*Goal*. Starting at the line that contains "It would mean a lot if you could pinpoint the background" and ending at the last of the items, reproduce every line, requests included, adding 3 to each box coordinate in the answers. Keep the numbers in the requests and their sample boxes unchanged.

*Records provided*.

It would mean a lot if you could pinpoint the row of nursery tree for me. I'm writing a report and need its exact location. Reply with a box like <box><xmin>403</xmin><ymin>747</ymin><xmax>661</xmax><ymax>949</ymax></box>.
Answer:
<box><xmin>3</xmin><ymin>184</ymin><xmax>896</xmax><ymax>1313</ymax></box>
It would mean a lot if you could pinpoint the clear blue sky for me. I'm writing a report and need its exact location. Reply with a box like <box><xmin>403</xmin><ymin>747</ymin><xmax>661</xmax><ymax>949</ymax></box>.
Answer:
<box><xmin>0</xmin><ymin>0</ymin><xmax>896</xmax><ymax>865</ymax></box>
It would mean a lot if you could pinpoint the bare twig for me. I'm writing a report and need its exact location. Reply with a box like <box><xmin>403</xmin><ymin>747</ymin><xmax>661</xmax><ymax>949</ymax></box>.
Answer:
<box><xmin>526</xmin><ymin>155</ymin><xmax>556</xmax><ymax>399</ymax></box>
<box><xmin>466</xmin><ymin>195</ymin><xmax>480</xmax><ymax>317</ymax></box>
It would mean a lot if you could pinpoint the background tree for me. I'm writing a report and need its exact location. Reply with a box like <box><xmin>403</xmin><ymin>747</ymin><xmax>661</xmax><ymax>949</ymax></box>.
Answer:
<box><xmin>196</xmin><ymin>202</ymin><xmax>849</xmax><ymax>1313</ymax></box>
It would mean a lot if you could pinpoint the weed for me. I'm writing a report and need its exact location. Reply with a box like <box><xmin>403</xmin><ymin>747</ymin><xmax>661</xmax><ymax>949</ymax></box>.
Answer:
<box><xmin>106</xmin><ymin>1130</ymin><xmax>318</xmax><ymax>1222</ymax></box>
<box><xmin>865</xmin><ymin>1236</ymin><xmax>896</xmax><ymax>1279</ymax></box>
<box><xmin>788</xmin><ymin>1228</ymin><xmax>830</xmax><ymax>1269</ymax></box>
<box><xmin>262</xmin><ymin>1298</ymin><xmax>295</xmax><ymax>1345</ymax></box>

*Exercise answer*.
It would mean a lot if you could pinpoint the background tree for me. I'm writing a report and need its exact location. Reply with a box like <box><xmin>403</xmin><ymin>747</ymin><xmax>661</xmax><ymax>949</ymax></box>.
Answer:
<box><xmin>199</xmin><ymin>205</ymin><xmax>852</xmax><ymax>1316</ymax></box>
It would mean a lot if you could pinpoint the weed for me. I'm writing a report and need its exact location. Reply with a box like <box><xmin>403</xmin><ymin>747</ymin><xmax>661</xmax><ymax>949</ymax></box>.
Answer:
<box><xmin>109</xmin><ymin>1133</ymin><xmax>321</xmax><ymax>1225</ymax></box>
<box><xmin>868</xmin><ymin>1239</ymin><xmax>899</xmax><ymax>1282</ymax></box>
<box><xmin>791</xmin><ymin>1231</ymin><xmax>833</xmax><ymax>1272</ymax></box>
<box><xmin>265</xmin><ymin>1301</ymin><xmax>298</xmax><ymax>1348</ymax></box>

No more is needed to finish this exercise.